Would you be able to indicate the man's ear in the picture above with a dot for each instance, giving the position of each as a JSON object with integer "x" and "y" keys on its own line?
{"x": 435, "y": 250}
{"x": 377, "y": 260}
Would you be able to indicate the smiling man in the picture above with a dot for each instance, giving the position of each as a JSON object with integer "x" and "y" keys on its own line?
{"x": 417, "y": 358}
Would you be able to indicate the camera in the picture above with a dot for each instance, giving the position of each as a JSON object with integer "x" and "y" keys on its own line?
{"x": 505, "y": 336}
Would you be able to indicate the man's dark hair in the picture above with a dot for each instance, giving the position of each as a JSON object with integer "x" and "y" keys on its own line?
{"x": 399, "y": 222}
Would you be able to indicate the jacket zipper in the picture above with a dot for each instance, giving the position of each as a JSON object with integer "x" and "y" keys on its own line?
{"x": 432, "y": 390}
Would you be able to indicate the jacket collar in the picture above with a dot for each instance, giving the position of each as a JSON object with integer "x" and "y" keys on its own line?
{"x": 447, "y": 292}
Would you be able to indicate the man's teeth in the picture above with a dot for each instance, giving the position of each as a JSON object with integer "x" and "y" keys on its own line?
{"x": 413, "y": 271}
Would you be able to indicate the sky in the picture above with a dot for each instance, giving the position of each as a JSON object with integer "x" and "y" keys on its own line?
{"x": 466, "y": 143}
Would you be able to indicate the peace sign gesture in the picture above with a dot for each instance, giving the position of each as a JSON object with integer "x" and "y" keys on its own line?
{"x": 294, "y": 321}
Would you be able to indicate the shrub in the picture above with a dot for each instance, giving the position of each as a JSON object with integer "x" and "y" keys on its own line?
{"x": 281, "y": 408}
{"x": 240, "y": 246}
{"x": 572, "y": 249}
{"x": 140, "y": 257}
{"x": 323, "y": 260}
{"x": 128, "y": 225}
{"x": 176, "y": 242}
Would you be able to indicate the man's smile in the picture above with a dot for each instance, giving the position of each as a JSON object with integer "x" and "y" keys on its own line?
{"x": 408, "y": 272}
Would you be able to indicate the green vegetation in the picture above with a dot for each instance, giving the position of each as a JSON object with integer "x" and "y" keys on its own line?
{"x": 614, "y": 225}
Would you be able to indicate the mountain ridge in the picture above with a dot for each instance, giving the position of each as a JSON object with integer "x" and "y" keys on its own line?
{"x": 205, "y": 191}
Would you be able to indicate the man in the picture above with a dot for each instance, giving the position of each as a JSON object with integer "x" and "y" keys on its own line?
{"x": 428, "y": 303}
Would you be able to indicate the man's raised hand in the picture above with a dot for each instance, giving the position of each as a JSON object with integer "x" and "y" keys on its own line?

-- -- --

# Goal of the exercise
Exactly reproduce all of the entries.

# Written reply
Would you be able to indicate the man's ear in the picture above with a dot for each instance, giving the position of each as a JSON object with integer "x" and "y" keys on its own line?
{"x": 435, "y": 250}
{"x": 377, "y": 260}
Would you be able to indicate the smiling man in the picture above with a dot for each instance, giving the position of each as a JSON object with integer "x" and "y" keys on its own line?
{"x": 417, "y": 358}
Would you be able to indicate the camera in the picture above with a dot for each instance, giving the position of each as a JSON object with integer "x" and "y" keys on its own line?
{"x": 505, "y": 336}
Would you be able to indicate the man's dark hair in the picture above with a dot for each instance, giving the position of each as a JSON object with integer "x" and "y" keys on its own line?
{"x": 399, "y": 222}
Would you be able to indicate the jacket zipper in the picture above with a dot for each instance, giving the position of each as a JSON object with integer "x" and "y" keys on its own line?
{"x": 432, "y": 390}
Would you be able to indicate the jacket collar in the picture above with a dot for each instance, giving the position of each as a JSON object with integer "x" and "y" keys on its own line?
{"x": 447, "y": 292}
Would you be able to indicate the man's teeth in the picture above with a dot for each instance, giving the position of each as a JSON object with integer "x" and "y" keys on its own line?
{"x": 413, "y": 271}
Would you be able to indicate the sky in the picture above with a dot for each instance, giving the position of each as a JSON object with integer "x" and "y" keys on its own line?
{"x": 466, "y": 143}
Would you be able to indicate the peace sign gesture in the picture above with a dot for each instance, giving the position of each as a JSON object with integer "x" and "y" keys on its own line?
{"x": 294, "y": 321}
Would you be able to indicate the shrub in the picture above with a dot for each instance, giving the position of each as a JSON object with integer "x" and "y" keys on its own line?
{"x": 281, "y": 408}
{"x": 240, "y": 246}
{"x": 572, "y": 249}
{"x": 140, "y": 257}
{"x": 323, "y": 260}
{"x": 128, "y": 225}
{"x": 176, "y": 242}
Would you be able to indicate the man's smile in the picture above with a dot for each instance, giving the position of each as a JSON object with integer "x" and "y" keys on its own line?
{"x": 408, "y": 272}
Would you be able to indicate the green vegetation in the picture above with a dot for each instance, giving the position of each as a JSON object with integer "x" and "y" keys on its own line?
{"x": 614, "y": 225}
Would you be able to indicate the mountain ridge in the picture above with a dot for each instance, giving the position of each as a JSON object with integer "x" and "y" keys on its own line?
{"x": 205, "y": 191}
Would you be able to indicate the man in the picture above with a dot for each instance, giving the position of each as a JSON object with integer "x" and "y" keys on its own line?
{"x": 428, "y": 303}
Would you be able to indicate the man's raised hand in the picture above with a dot for each instance, giving the position of each as a JSON object with integer "x" and "y" keys on its own line?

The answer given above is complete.